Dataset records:
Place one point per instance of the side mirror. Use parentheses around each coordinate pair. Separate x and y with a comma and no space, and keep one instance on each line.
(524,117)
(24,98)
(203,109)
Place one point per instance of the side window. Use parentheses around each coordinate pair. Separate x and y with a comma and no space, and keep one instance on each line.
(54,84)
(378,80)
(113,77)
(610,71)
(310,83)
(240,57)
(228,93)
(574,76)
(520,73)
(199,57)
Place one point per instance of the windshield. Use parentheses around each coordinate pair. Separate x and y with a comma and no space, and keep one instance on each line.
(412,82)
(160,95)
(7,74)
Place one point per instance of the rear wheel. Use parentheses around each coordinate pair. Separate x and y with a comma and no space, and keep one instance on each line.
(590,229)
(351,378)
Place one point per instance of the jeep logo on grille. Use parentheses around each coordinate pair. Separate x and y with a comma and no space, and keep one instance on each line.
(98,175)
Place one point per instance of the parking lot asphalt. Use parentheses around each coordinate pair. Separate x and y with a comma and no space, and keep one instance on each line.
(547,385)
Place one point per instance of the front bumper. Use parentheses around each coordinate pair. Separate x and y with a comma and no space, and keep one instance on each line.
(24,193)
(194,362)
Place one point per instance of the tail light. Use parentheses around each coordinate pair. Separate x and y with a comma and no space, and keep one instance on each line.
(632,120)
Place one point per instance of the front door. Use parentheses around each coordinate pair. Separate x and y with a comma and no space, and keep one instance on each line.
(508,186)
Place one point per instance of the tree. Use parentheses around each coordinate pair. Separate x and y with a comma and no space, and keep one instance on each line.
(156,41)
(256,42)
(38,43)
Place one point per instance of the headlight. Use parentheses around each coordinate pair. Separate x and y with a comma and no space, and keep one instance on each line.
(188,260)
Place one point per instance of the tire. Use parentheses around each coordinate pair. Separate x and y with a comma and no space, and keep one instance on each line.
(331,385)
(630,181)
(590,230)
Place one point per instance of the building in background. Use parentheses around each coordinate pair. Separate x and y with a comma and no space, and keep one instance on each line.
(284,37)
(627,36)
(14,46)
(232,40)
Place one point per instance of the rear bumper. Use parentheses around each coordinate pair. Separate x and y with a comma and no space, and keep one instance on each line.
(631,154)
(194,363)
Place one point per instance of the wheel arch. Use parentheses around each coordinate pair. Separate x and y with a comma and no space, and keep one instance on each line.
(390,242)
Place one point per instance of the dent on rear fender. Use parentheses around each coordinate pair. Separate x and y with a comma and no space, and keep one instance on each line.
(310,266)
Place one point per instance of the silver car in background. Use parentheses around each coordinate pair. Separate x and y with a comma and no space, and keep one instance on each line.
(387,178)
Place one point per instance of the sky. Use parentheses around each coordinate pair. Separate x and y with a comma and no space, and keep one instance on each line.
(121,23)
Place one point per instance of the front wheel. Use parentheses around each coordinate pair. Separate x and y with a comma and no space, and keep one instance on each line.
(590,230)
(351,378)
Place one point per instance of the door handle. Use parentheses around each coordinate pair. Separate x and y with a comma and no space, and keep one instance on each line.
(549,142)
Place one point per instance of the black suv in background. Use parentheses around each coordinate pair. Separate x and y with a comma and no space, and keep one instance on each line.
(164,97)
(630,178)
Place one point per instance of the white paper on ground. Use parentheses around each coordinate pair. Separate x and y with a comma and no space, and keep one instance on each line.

Exercise instructions:
Make sure every record is repeated exactly.

Answer to this task:
Place one point per instance of the side mirror. Use parentheses around each coordinate pair. Separate x and y with a comma and no space, and keep one instance on each line.
(524,117)
(24,98)
(203,109)
Place one point per instance of the side window. Use parentheses around each coordinate pair. Separate x and y with a comma and no space, and keep one instance on each line.
(54,84)
(378,80)
(113,77)
(610,71)
(310,83)
(240,57)
(228,93)
(574,76)
(520,73)
(199,57)
Place one point per instance of the windshield. Use parentheses around each coordinate pair. Separate x and y with a comma and no space, and keep one instance on each line.
(412,82)
(160,95)
(7,74)
Place one point per instance of the rear wheel. Use parentheses around each coordinate pair. Separate x and y with a comma and no space, and keep one instance on each line.
(590,229)
(351,378)
Place one point per instance of the jeep logo on grille. Use parentheses around each coordinate pair. Separate x and y with a comma and no space, and keep one instance on each line.
(98,175)
Place one point per instance of the parking lot asphalt. Use parentheses around each coordinate pair. Separate x and y with a comma and no space, and keep one instance on each line.
(547,385)
Place one point per instance of the front bumper. Use parentheses around each coordinate pair. Separate x and y with a comma and no space, and keep one instance on each line.
(24,193)
(194,362)
Place one point per instance of the tail light. Use parentheses around each coordinate pair. Separate x and y with a comma and no space, and keep one instance on each line.
(632,120)
Place one point per instance of the front door. Use parentheses around each coordinate pair. Separate x and y with a comma and no space, and keep one instance on each line.
(508,186)
Place one point per instance of the tree. Use parentheses around each coordinate pair. Separate x and y with a comma and no space, and keep one instance on each line.
(156,41)
(256,42)
(38,43)
Place one point per instance of the headlight. Use parentheses around each coordinate pair. Separate x and y with a comma and no space, and keep one instance on each line.
(188,260)
Place one point per instance of the tire. Use parentheses around each coordinate pair. Separate x and y with a comma and no space, and keep one instance on each line.
(331,385)
(630,181)
(590,230)
Place one point per instance of the building in background. Use parentheses around each coordinate pair. Separate x and y with a comma and no space, and keep one instance on each line.
(284,37)
(627,36)
(14,46)
(232,40)
Place one point per instance of the rear bumper. Use parentheses around each coordinate pair. Separate x and y with a comma and no space, and keep one instance on each line.
(631,154)
(194,363)
Place one point per instance of the wheel arch. Use parentheses around each coordinate pair. Separate x and y with a comma and no space, and keep one instance on each line.
(390,242)
Place one point per instance of the dent on rear fender. Use parentheses around each coordinate pair. Separate x and y with a comma and no space, and keep one instance on each line.
(310,266)
Place one point per instance of the silver car in background. Use parentheses around each coordinate pair. Separate x and y with a comma and no space, and keep one instance on each line.
(387,178)
Place one point per instance of the sky. Use parentheses around each coordinate pair. Separate x and y with a comma and no space, and keep one instance on each line.
(121,23)
Place one point per instance of the front wheel. Use parentheses around each coordinate pair. Separate x and y with a comma and no space, and keep one instance on each line.
(590,230)
(351,378)
Place one point per instance of the door handle. Use parentheses around each coordinate pair. Separate x and y with a comma and no space, and keep one instance on each line.
(549,142)
Place one point per instance of the black suv in background. Use parentheses around each coordinate pair. Separate x and y with a comma and no space, and keep one instance on each line.
(164,97)
(630,178)
Place one point per instance of the white paper on ground. Use parentheses around each coordinate pair. Separate x and y with a comma and no space, and keep one instance on each line.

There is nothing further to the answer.